Requirement:
Beginning with the line containing "Check that every instance of the soil" and ending with the last line, repeat the records exactly.

═══ Dataset records

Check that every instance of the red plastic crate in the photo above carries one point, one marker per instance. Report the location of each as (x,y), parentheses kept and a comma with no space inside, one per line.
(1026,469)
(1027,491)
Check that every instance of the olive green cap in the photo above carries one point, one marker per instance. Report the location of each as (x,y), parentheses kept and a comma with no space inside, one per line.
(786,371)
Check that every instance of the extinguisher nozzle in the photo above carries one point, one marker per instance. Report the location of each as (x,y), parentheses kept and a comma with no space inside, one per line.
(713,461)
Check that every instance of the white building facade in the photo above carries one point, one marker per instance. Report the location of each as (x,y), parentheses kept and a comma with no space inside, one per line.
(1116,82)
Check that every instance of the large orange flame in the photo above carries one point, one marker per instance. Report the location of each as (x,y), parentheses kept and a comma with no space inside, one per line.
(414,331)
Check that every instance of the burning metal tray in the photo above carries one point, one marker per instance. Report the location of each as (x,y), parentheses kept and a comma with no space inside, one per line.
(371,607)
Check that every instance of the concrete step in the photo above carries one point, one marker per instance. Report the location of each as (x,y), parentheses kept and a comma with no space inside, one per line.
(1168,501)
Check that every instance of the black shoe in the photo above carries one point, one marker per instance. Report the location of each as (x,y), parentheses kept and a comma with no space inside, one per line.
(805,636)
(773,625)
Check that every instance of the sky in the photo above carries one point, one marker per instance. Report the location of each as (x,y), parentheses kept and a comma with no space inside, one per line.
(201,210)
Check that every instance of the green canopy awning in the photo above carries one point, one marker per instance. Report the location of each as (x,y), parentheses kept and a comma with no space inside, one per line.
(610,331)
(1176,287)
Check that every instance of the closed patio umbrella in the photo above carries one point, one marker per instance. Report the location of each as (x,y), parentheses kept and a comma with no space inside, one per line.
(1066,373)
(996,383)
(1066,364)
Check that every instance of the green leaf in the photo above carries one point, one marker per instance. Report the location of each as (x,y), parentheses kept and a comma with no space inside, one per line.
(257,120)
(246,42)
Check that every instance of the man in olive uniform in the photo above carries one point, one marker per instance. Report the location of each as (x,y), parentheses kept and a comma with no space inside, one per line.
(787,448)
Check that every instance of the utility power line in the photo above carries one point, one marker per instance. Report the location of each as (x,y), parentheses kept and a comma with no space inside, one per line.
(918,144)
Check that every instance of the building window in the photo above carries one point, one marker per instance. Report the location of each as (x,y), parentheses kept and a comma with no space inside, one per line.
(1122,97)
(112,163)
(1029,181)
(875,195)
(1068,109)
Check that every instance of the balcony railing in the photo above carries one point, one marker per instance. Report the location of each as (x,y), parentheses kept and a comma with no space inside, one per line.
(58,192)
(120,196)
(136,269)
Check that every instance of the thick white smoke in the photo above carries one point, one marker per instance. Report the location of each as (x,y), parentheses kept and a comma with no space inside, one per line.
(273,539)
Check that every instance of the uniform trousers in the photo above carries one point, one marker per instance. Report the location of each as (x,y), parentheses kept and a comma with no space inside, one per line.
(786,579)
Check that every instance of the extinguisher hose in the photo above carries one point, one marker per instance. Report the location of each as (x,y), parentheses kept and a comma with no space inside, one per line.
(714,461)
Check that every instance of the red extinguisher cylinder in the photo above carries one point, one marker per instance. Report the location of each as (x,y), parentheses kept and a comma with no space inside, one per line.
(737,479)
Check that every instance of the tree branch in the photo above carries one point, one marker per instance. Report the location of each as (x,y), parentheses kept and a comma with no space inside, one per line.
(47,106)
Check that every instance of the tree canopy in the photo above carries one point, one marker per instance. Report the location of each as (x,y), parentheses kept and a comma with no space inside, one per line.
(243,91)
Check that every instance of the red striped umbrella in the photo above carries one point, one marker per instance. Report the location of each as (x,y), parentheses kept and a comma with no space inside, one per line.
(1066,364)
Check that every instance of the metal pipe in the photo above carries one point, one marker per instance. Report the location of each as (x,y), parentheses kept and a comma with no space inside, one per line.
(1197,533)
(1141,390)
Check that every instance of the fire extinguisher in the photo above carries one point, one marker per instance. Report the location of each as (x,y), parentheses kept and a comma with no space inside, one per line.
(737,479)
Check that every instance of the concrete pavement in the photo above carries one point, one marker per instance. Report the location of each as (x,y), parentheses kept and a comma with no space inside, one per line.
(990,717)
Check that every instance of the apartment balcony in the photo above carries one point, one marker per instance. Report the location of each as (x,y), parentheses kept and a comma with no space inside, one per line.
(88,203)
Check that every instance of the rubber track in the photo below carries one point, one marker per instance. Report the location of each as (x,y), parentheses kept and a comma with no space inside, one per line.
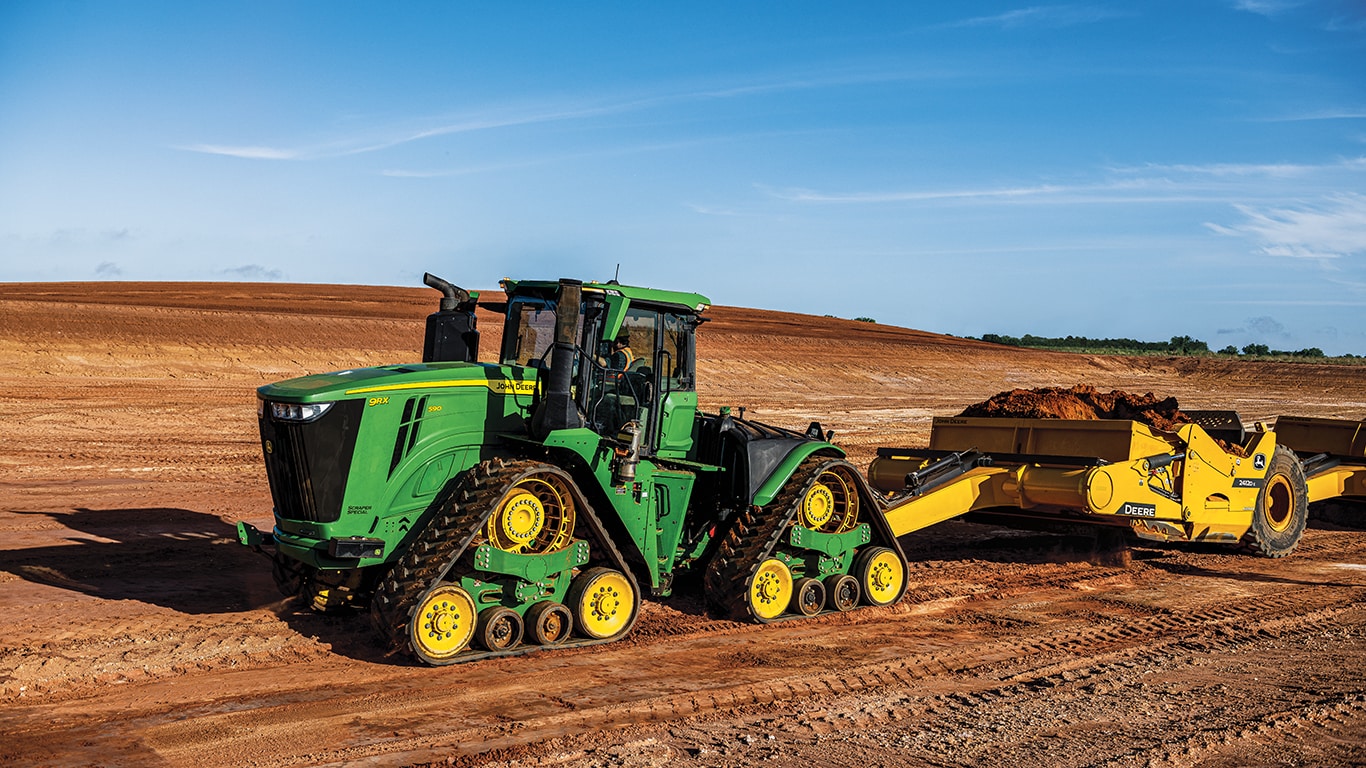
(750,540)
(437,551)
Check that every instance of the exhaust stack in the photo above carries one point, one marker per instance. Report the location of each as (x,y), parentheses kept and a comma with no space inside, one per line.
(559,410)
(451,334)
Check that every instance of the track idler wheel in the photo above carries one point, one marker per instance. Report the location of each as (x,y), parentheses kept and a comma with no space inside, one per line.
(771,589)
(842,592)
(499,629)
(549,622)
(443,623)
(1281,507)
(534,517)
(603,603)
(881,576)
(831,503)
(807,596)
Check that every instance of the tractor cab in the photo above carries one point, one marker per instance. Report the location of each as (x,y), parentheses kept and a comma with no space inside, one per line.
(616,360)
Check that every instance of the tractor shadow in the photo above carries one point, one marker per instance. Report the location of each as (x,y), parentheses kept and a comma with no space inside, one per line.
(180,559)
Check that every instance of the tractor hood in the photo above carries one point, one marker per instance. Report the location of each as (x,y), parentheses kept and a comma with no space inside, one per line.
(394,379)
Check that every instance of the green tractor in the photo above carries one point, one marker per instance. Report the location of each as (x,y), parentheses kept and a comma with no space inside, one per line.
(495,509)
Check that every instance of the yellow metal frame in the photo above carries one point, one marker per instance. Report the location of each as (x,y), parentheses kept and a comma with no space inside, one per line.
(1206,494)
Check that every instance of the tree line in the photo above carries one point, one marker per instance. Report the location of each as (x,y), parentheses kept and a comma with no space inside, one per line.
(1175,346)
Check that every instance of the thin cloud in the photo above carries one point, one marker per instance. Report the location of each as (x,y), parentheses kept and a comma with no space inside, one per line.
(1265,7)
(246,152)
(1332,114)
(1051,17)
(1325,232)
(812,196)
(515,116)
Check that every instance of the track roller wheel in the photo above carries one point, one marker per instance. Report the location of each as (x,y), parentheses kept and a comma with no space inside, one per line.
(603,603)
(881,576)
(842,592)
(499,629)
(443,623)
(1281,507)
(549,622)
(771,589)
(807,596)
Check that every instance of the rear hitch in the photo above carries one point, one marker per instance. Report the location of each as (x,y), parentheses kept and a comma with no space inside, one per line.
(250,536)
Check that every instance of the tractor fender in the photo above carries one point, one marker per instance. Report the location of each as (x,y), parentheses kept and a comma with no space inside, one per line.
(798,453)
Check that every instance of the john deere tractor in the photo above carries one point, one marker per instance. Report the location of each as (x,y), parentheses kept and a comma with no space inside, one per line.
(495,509)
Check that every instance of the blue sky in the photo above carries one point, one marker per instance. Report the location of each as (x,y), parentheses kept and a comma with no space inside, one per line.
(1137,170)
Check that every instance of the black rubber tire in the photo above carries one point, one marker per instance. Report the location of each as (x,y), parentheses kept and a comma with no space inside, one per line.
(1281,507)
(807,596)
(842,592)
(499,629)
(549,622)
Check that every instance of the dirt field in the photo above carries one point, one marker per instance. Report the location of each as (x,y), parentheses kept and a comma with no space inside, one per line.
(135,632)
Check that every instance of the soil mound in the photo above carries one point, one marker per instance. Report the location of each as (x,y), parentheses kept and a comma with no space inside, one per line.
(1082,402)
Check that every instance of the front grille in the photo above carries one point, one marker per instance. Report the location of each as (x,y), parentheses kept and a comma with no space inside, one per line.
(308,463)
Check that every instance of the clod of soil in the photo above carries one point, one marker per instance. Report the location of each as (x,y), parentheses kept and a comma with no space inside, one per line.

══════

Solution for this problem:
Check that every instance of the soil mound in the photo above carries one point, one marker per instance. Report the location of each as (x,y), parentheses kept and a comma with no space inside, one per line.
(1082,402)
Check that every instance of the front grille in the photo above carries one point, one marker per instance. Report the location of each as (x,y), parentheses kept and a comma with no space inside, one per line.
(308,463)
Check that every instance of the clod of soil in the photo above carries one point, one marker per instance. Report the location of each as (x,y), parentheses kept and a comma with no space inside, one per line.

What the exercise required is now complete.